Go through the entries below and return every line that contains "rock".

-------- Input data

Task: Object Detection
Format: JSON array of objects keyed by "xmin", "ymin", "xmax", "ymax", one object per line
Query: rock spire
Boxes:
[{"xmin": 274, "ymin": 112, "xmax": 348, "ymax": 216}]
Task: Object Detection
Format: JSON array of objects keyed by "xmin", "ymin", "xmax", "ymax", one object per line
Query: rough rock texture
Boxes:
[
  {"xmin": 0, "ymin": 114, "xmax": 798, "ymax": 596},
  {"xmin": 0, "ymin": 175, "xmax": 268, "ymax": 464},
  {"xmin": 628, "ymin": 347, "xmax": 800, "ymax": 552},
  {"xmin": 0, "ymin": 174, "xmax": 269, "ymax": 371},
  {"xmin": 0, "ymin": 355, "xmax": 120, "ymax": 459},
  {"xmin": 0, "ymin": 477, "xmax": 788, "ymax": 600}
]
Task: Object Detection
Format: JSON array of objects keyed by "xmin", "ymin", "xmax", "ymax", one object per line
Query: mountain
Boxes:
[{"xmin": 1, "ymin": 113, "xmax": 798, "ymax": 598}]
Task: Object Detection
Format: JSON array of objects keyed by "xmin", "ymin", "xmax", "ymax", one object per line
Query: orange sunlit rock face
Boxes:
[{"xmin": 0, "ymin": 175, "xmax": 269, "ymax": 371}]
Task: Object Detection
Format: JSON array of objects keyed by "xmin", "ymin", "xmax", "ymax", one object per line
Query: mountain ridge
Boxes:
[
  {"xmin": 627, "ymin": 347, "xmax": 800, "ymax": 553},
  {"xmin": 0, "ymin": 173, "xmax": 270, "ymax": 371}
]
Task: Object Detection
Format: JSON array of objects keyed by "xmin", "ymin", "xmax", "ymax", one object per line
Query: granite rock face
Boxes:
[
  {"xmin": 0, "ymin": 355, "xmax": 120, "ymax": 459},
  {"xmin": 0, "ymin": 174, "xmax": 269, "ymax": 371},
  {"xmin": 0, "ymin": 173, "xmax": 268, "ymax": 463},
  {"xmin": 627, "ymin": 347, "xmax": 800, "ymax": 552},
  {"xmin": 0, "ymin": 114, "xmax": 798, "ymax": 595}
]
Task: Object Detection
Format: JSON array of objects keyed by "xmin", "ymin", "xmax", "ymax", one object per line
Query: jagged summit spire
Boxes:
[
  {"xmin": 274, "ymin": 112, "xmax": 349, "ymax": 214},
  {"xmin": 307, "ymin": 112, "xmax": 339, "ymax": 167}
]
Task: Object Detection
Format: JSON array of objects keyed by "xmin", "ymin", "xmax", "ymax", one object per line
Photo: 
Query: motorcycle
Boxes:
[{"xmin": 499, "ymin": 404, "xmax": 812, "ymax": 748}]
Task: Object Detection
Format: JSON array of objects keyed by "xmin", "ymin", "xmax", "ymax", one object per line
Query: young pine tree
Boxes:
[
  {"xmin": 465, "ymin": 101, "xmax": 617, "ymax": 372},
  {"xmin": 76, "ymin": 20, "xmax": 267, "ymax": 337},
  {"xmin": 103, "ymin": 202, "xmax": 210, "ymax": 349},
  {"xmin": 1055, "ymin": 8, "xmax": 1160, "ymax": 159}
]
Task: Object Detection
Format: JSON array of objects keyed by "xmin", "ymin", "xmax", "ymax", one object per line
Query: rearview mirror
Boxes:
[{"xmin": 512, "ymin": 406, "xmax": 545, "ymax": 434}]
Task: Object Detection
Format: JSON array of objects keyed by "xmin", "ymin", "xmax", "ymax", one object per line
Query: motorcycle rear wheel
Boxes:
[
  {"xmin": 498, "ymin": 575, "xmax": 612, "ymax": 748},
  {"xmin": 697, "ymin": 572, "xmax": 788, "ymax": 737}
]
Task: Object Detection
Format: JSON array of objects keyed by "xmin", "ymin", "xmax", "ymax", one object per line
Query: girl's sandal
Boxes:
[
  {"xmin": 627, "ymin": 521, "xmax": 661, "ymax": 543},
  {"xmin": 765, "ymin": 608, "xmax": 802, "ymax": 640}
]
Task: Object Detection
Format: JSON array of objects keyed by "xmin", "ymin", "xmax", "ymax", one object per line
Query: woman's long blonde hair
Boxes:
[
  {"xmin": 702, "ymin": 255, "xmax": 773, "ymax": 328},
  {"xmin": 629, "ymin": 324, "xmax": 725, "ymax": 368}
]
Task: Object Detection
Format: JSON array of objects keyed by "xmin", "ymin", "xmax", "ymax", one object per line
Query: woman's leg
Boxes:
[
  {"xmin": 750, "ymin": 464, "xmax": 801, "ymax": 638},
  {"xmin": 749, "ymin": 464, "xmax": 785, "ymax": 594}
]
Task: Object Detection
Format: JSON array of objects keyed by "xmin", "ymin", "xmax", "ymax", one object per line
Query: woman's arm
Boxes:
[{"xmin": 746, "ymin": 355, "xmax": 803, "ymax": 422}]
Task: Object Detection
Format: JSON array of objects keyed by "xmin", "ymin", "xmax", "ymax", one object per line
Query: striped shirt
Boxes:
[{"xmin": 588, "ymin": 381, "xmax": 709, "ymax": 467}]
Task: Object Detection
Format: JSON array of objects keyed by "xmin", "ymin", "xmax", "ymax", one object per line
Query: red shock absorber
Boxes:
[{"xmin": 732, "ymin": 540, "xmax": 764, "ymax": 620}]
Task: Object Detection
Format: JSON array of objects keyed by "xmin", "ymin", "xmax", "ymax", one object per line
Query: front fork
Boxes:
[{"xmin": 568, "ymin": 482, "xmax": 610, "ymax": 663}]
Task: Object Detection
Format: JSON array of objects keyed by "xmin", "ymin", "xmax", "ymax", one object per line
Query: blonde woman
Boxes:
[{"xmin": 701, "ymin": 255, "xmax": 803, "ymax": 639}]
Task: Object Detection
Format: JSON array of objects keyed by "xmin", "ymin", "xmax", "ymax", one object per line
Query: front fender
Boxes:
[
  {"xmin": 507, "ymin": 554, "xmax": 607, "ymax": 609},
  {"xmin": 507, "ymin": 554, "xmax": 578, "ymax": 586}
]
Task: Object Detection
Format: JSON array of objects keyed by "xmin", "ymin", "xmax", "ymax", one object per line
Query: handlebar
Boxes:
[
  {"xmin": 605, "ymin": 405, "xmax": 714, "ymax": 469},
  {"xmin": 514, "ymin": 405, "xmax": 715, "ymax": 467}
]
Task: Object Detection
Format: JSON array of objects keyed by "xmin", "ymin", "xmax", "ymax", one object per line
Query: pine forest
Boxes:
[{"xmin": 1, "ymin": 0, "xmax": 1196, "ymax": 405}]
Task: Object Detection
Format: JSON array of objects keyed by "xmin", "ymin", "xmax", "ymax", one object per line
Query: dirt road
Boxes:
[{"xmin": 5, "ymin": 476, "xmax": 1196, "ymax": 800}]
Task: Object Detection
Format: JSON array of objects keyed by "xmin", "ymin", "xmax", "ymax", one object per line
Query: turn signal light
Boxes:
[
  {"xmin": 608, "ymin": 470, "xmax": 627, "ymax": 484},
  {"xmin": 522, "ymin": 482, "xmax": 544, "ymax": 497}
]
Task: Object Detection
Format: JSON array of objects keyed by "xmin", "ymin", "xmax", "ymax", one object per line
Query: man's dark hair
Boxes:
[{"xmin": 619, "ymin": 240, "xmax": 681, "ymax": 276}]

----------------

*Completed task*.
Query: rock spire
Query: rough rock texture
Query: orange sunlit rock face
Query: granite rock face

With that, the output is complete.